**WHAT YOU WILL DO:** Go to the line with "target | domed cupola" in the entries below and write out every line from there through the line with "target | hood badge", exactly and without pictures.

**DATA TO USE:**
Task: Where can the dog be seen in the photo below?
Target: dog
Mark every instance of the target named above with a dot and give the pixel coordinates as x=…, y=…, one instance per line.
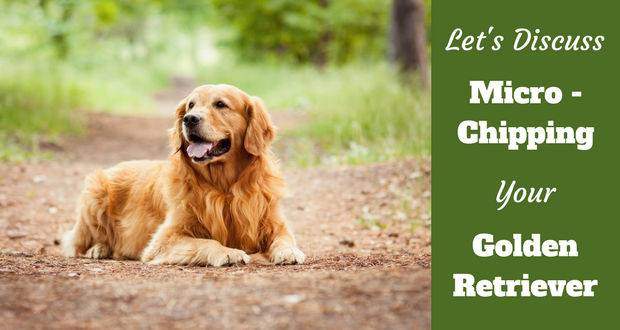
x=212, y=203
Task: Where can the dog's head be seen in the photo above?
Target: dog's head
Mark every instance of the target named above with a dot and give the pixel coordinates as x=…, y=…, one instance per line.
x=218, y=122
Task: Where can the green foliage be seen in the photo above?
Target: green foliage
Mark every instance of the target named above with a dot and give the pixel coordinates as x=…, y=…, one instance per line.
x=35, y=102
x=318, y=31
x=57, y=59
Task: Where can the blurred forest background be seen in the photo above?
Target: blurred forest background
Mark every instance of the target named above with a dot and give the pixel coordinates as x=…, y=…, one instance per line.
x=356, y=69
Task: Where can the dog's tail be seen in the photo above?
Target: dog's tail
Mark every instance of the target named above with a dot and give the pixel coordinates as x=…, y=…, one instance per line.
x=92, y=223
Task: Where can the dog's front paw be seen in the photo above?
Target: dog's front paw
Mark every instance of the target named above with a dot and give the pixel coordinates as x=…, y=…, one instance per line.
x=98, y=251
x=227, y=256
x=287, y=255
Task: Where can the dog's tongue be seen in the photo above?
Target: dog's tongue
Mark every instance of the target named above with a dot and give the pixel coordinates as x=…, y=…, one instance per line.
x=199, y=149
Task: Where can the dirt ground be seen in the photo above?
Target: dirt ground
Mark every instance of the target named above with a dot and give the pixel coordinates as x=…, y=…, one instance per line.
x=365, y=230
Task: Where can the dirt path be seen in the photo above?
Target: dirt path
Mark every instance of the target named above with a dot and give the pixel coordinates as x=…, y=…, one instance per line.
x=368, y=262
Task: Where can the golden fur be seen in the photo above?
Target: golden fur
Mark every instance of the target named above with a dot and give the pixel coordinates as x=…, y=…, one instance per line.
x=183, y=211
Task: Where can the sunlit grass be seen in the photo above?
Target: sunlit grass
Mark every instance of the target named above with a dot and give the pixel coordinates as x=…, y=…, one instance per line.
x=42, y=102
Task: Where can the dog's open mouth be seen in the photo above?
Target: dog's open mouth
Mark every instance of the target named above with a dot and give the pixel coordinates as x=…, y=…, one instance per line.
x=200, y=149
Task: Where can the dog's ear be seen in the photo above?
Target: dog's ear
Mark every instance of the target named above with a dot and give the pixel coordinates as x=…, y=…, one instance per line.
x=260, y=131
x=175, y=134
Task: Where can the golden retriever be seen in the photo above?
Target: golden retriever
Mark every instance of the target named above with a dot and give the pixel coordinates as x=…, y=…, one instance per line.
x=213, y=202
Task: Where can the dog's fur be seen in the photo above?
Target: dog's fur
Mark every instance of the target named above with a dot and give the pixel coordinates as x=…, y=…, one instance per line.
x=189, y=212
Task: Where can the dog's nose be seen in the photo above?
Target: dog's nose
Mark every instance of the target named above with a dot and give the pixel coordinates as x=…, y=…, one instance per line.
x=191, y=120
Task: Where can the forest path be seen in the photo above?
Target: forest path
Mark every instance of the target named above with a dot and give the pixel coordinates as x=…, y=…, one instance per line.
x=368, y=266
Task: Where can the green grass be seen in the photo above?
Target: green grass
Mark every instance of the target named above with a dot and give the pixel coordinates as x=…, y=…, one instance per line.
x=358, y=113
x=35, y=103
x=42, y=102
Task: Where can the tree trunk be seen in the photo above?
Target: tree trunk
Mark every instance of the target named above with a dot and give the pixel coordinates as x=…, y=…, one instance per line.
x=408, y=37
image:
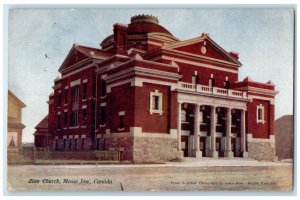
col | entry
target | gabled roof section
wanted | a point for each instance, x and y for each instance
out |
(42, 124)
(78, 53)
(22, 105)
(194, 47)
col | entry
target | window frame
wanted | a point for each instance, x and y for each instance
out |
(152, 110)
(260, 114)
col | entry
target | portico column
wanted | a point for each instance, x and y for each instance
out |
(179, 127)
(228, 151)
(243, 133)
(213, 151)
(197, 152)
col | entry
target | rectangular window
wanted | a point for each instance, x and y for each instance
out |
(226, 84)
(103, 88)
(65, 119)
(59, 99)
(121, 123)
(76, 143)
(82, 143)
(211, 82)
(195, 79)
(58, 122)
(260, 118)
(70, 144)
(66, 96)
(156, 102)
(74, 118)
(84, 91)
(84, 117)
(75, 94)
(65, 143)
(102, 118)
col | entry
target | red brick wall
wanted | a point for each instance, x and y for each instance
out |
(196, 49)
(188, 71)
(121, 98)
(153, 123)
(88, 74)
(258, 130)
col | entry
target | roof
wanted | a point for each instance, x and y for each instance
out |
(17, 99)
(146, 24)
(146, 27)
(43, 124)
(92, 50)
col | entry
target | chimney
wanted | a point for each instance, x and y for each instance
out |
(120, 38)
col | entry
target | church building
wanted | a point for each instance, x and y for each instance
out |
(154, 97)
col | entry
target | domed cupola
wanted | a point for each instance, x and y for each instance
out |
(141, 24)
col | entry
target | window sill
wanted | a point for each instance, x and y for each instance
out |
(260, 121)
(160, 112)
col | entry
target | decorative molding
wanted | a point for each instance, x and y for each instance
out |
(74, 83)
(158, 94)
(271, 100)
(199, 64)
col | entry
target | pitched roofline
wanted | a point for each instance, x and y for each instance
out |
(16, 98)
(199, 39)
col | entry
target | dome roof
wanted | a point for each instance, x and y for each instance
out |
(146, 24)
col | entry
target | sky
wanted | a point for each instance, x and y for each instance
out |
(40, 39)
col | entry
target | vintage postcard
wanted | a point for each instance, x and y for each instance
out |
(150, 99)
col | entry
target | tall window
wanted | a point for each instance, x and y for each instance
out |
(74, 118)
(75, 106)
(226, 84)
(65, 119)
(211, 82)
(156, 102)
(102, 118)
(121, 120)
(66, 95)
(59, 99)
(82, 143)
(103, 88)
(260, 118)
(84, 93)
(58, 121)
(75, 94)
(195, 79)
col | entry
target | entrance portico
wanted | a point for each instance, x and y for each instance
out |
(214, 126)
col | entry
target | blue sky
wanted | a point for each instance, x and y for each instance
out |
(263, 38)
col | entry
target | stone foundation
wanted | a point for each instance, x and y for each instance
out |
(154, 149)
(261, 149)
(122, 142)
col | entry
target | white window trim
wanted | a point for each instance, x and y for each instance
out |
(159, 111)
(74, 83)
(260, 106)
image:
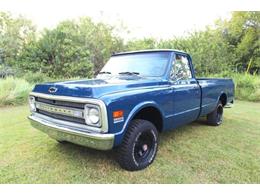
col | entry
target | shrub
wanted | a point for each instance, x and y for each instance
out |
(36, 77)
(14, 91)
(247, 86)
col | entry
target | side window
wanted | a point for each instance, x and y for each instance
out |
(180, 69)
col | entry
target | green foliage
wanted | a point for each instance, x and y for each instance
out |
(37, 77)
(14, 35)
(73, 48)
(247, 87)
(14, 91)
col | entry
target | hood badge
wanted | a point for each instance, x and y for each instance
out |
(52, 89)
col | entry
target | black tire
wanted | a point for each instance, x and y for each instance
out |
(215, 118)
(61, 142)
(139, 146)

**THE ANSWER:**
target | domed cupola
wanted | a point for each instance, x and y for each instance
out |
(141, 24)
col | entry
target | window sill
wanted | a point for each instance, x and y for each instance
out |
(260, 121)
(160, 112)
col | entry
target | decorative molding
wanted | a point for each instance, x and y for each instance
out |
(74, 83)
(158, 94)
(271, 100)
(199, 64)
col | entry
target | pitched roofline
wanted | a point for each instance, x and y for each instance
out |
(16, 98)
(199, 39)
col | entry
target | dome roof
wanted | a point for each instance, x and y for each instance
out |
(146, 24)
col | entry
target | sky
wanted | a point for each instance, x and y for each instance
out |
(40, 39)
col | entry
target | vintage postcard
wanted | a point for each instance, x and y for each instance
out |
(150, 99)
col | entry
target | tall window
wanted | a point for each instance, x and y for each instance
out |
(74, 118)
(75, 106)
(226, 84)
(65, 119)
(211, 82)
(156, 102)
(102, 118)
(121, 120)
(66, 95)
(59, 99)
(82, 143)
(103, 88)
(260, 118)
(84, 93)
(58, 121)
(75, 94)
(195, 79)
col | entry
target | entrance portico
wanted | a point for each instance, x and y for each instance
out |
(214, 126)
col | entry
target | blue sky
wanted | a point for each instance, x and y for each instance
out |
(263, 38)
col | entry
target | stone foundation
wanted | a point for each instance, x and y for each instance
out |
(154, 149)
(261, 149)
(122, 142)
col | entry
target | white window trim
wanted | a point for each instance, x and y for each instance
out |
(159, 111)
(74, 83)
(260, 106)
image:
col | entry
target | shrub
wanted | a point for each instance, x and y for each instance
out |
(36, 77)
(14, 91)
(247, 86)
col | entry
target | side window
wanted | a point for each instance, x and y for each instance
out |
(180, 69)
col | entry
target | green foliage
wanted | a point for each instance, x and y for each instance
out |
(37, 77)
(14, 35)
(73, 48)
(247, 87)
(14, 91)
col | entry
target | hood badge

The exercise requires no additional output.